Please repeat all of the listing exactly.

Material provided:
## start
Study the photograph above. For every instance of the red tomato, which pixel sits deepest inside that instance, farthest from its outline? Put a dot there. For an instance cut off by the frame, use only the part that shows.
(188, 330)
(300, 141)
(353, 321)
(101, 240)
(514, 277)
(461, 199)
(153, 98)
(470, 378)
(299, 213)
## end
Solution to this problem:
Study the photograph above. For every instance of the red tomato, which pixel sits deepest inside that instance, farthest from its outline? Put a dot there. For an instance cut off by the frame, use only the part that shows.
(188, 330)
(300, 141)
(353, 321)
(101, 240)
(514, 277)
(461, 199)
(153, 98)
(470, 378)
(299, 213)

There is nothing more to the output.